THE REQUEST >>
Arrange the listing from the line with "every visible wooden" to the line with "top-left (0, 77), bottom-right (300, 298)" as a two-column CSV headed instruction and result. Give one row per instruction with the result that follows it, each enclosed in a single quoted field with line breaks turned into spaces.

MATERIAL TO PROCESS >>

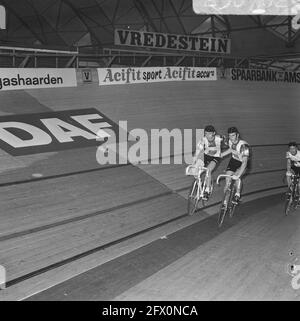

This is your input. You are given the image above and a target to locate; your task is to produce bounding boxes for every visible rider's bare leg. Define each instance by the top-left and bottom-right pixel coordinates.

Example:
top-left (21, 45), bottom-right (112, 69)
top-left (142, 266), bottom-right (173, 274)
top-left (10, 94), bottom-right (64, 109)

top-left (206, 161), bottom-right (217, 192)
top-left (224, 171), bottom-right (234, 193)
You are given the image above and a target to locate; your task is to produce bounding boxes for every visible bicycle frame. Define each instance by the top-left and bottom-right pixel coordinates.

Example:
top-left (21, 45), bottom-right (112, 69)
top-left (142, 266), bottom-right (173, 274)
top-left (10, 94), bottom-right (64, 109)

top-left (285, 174), bottom-right (300, 215)
top-left (187, 165), bottom-right (208, 199)
top-left (217, 174), bottom-right (241, 227)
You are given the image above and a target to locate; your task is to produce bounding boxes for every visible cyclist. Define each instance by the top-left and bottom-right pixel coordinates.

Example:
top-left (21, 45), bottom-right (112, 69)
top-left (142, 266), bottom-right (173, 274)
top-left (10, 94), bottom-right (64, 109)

top-left (286, 142), bottom-right (300, 188)
top-left (193, 125), bottom-right (224, 200)
top-left (221, 127), bottom-right (250, 204)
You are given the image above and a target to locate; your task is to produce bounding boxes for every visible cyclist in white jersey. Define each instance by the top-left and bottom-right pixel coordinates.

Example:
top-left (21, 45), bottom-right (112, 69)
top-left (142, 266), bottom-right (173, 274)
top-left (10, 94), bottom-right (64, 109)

top-left (193, 125), bottom-right (224, 200)
top-left (286, 142), bottom-right (300, 187)
top-left (221, 127), bottom-right (250, 204)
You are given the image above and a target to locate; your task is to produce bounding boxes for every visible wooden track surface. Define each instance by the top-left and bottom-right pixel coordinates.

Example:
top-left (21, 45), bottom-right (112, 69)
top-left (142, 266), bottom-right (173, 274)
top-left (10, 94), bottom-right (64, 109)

top-left (0, 77), bottom-right (300, 298)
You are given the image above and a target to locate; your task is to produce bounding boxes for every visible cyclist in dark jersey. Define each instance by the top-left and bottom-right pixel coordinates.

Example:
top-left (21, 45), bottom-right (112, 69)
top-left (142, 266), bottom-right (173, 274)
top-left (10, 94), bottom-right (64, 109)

top-left (221, 127), bottom-right (250, 204)
top-left (193, 125), bottom-right (224, 199)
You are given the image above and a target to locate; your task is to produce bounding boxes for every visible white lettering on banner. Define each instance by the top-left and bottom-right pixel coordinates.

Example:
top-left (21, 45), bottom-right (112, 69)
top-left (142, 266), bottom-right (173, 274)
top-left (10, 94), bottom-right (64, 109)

top-left (115, 29), bottom-right (231, 54)
top-left (0, 108), bottom-right (119, 156)
top-left (41, 118), bottom-right (96, 143)
top-left (0, 122), bottom-right (52, 148)
top-left (0, 68), bottom-right (77, 90)
top-left (71, 114), bottom-right (112, 139)
top-left (230, 68), bottom-right (300, 83)
top-left (0, 5), bottom-right (6, 29)
top-left (98, 67), bottom-right (217, 85)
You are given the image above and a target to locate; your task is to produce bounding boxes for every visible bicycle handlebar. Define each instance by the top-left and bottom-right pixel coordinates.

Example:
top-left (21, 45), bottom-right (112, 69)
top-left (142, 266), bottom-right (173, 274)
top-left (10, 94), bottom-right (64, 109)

top-left (186, 165), bottom-right (208, 177)
top-left (217, 174), bottom-right (241, 185)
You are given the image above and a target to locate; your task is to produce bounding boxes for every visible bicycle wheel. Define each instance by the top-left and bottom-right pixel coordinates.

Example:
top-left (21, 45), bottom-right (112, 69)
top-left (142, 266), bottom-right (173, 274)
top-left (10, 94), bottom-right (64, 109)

top-left (188, 181), bottom-right (199, 215)
top-left (284, 189), bottom-right (293, 215)
top-left (218, 190), bottom-right (230, 227)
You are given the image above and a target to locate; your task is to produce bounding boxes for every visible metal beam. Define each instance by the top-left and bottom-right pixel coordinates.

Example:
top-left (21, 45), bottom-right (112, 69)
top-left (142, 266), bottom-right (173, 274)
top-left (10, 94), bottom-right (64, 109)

top-left (62, 0), bottom-right (102, 46)
top-left (169, 0), bottom-right (187, 34)
top-left (1, 0), bottom-right (45, 44)
top-left (151, 0), bottom-right (171, 33)
top-left (133, 0), bottom-right (158, 32)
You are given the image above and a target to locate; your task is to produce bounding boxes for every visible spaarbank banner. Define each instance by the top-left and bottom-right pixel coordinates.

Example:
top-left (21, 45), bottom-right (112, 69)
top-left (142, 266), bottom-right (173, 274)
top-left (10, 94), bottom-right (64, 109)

top-left (0, 68), bottom-right (77, 91)
top-left (115, 29), bottom-right (231, 54)
top-left (98, 67), bottom-right (217, 86)
top-left (230, 68), bottom-right (300, 83)
top-left (0, 108), bottom-right (119, 156)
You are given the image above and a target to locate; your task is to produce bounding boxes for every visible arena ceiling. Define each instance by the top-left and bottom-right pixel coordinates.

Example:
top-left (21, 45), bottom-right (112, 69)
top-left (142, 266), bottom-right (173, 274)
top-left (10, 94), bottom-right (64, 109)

top-left (0, 0), bottom-right (300, 48)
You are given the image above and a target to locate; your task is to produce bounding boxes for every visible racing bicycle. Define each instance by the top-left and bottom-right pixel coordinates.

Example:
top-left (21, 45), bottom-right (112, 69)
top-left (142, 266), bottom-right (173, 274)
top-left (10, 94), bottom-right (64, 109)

top-left (217, 174), bottom-right (241, 227)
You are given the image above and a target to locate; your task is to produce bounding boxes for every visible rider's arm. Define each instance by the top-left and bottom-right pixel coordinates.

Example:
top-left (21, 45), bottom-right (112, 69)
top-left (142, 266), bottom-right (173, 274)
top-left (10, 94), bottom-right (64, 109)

top-left (286, 158), bottom-right (292, 173)
top-left (221, 148), bottom-right (231, 158)
top-left (235, 156), bottom-right (248, 178)
top-left (235, 145), bottom-right (250, 178)
top-left (193, 142), bottom-right (204, 163)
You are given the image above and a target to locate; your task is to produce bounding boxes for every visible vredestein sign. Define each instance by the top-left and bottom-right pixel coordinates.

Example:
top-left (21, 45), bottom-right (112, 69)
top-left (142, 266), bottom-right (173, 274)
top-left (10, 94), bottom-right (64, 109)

top-left (115, 29), bottom-right (231, 54)
top-left (0, 5), bottom-right (6, 29)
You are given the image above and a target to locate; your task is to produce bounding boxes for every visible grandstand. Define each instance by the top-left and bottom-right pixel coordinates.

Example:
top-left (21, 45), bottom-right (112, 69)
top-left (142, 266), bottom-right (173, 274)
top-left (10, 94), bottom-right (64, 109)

top-left (0, 0), bottom-right (300, 301)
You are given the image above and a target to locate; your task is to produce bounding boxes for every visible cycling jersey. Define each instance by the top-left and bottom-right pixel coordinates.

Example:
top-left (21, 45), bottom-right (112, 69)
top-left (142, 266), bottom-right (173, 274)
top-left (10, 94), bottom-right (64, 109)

top-left (286, 150), bottom-right (300, 167)
top-left (197, 135), bottom-right (223, 157)
top-left (229, 140), bottom-right (250, 162)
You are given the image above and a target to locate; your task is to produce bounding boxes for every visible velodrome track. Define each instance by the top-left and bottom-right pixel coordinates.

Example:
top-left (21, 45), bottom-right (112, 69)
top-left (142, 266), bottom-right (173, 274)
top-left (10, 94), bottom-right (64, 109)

top-left (0, 80), bottom-right (300, 300)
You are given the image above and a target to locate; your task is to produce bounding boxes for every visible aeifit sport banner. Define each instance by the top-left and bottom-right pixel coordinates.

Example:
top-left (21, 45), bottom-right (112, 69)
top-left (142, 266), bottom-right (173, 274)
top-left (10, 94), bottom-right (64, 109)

THE RESULT >>
instruction,result
"You are given the image above and a target to locate; your task is to produce bounding boxes for every visible wooden track surface. Define each instance by the top-left and bottom-right pixel coordinates. Example: top-left (21, 45), bottom-right (112, 69) top-left (142, 266), bottom-right (173, 274) top-left (10, 94), bottom-right (64, 109)","top-left (0, 77), bottom-right (300, 298)"